● Work instructions
The number needed is how many lines in these entries contain "below"; give it alone.

——————————

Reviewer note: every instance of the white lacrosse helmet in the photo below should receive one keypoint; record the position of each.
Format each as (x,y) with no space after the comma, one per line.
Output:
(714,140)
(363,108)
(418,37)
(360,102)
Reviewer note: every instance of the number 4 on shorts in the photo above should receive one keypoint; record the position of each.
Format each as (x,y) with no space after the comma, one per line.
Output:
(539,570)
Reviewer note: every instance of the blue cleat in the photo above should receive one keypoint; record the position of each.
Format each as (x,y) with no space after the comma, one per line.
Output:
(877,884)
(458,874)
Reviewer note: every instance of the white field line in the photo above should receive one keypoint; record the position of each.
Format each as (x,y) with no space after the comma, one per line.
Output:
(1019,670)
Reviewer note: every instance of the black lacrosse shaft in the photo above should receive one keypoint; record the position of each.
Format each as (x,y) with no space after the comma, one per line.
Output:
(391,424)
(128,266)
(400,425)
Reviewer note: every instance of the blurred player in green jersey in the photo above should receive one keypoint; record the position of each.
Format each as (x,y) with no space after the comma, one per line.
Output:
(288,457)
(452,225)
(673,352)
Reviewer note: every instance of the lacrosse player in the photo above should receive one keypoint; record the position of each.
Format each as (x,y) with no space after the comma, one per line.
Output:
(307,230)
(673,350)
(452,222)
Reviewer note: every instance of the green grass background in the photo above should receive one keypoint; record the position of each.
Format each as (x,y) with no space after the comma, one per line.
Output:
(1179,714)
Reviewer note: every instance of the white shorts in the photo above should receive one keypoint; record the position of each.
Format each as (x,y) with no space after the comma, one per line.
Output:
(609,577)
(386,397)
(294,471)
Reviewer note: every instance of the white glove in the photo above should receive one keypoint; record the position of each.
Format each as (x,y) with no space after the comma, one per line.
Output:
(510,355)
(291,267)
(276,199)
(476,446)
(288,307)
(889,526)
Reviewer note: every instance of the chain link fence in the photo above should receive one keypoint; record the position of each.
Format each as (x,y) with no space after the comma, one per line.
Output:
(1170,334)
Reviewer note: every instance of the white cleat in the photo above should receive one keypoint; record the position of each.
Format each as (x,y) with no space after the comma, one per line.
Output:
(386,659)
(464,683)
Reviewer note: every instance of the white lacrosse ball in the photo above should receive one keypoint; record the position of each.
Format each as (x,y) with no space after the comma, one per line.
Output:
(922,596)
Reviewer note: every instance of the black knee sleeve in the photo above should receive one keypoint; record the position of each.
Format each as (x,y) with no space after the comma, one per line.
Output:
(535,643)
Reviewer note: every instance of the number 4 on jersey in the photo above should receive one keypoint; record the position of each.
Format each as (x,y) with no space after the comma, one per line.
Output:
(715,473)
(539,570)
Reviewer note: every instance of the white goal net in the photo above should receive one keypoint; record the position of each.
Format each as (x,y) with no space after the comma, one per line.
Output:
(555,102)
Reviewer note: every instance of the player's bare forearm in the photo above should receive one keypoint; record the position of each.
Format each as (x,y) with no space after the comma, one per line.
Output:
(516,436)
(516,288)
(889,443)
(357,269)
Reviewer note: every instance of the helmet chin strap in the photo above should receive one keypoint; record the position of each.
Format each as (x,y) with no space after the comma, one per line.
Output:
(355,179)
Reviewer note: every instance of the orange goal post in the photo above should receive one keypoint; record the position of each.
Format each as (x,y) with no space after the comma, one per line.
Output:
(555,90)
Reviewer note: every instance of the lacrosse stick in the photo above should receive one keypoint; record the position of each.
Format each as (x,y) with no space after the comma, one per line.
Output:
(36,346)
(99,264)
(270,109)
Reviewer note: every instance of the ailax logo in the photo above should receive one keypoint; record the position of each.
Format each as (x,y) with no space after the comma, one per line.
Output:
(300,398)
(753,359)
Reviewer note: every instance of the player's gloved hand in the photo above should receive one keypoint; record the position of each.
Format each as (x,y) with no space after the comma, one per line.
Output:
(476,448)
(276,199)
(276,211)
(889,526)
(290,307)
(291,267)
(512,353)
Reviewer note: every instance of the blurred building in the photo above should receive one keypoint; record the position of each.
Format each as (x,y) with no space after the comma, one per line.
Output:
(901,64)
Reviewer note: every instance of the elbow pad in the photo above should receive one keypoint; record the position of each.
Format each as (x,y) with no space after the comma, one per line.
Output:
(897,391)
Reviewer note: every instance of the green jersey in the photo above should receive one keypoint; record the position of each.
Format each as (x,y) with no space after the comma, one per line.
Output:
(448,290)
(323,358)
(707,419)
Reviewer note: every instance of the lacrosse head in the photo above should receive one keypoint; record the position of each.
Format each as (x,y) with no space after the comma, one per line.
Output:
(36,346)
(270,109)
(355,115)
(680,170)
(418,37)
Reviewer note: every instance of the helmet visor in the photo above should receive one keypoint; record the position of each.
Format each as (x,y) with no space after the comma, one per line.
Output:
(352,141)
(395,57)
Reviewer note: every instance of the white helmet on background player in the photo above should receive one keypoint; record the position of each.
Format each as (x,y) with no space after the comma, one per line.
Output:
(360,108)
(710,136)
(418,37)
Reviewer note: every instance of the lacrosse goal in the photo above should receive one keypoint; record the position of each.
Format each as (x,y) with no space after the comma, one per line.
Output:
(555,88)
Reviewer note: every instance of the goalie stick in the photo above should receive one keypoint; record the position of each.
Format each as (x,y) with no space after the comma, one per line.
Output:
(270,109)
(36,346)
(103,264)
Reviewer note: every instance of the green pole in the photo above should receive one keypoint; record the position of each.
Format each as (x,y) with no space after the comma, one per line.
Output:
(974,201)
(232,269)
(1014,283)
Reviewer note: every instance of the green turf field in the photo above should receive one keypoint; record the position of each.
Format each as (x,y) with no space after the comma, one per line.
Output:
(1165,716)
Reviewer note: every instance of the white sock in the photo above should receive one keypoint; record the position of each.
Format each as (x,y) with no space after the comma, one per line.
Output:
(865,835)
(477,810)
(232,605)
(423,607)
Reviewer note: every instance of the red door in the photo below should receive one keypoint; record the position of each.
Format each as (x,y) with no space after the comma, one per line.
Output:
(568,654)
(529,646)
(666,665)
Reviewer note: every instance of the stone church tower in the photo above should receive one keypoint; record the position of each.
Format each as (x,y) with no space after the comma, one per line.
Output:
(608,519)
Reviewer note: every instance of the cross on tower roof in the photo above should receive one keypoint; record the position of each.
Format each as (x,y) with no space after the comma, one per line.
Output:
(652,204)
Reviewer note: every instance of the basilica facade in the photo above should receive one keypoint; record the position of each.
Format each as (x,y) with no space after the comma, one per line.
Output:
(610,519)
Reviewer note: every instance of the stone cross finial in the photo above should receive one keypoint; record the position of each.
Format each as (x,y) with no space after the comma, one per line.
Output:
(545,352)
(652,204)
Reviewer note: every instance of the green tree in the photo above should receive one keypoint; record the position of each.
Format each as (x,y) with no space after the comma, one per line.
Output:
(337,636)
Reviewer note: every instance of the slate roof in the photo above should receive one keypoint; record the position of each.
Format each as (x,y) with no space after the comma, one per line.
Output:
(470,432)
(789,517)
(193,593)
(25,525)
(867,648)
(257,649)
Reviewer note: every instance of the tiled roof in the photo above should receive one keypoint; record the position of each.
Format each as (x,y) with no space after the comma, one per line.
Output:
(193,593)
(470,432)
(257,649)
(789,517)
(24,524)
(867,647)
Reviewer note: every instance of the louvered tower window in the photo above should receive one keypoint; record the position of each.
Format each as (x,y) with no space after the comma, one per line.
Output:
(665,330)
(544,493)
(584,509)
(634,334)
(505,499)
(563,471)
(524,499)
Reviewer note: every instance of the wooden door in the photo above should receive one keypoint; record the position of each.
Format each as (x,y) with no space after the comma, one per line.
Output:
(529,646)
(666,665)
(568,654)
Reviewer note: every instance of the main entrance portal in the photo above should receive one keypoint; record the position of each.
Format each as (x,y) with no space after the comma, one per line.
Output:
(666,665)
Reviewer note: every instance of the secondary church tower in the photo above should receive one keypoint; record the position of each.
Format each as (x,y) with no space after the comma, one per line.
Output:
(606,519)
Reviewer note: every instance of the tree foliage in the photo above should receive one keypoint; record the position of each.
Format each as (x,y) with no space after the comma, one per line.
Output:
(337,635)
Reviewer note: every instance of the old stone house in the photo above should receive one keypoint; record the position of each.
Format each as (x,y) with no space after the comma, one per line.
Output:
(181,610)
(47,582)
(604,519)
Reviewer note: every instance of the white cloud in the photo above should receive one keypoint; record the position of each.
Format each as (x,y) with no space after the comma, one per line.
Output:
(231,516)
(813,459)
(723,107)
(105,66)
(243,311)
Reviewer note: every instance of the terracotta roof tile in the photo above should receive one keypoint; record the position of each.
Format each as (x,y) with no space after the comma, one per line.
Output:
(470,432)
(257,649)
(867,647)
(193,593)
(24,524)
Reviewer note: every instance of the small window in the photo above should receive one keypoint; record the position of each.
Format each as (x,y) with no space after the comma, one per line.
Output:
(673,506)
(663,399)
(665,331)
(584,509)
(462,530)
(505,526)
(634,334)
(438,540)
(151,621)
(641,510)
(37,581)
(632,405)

——————————

● Completed task
2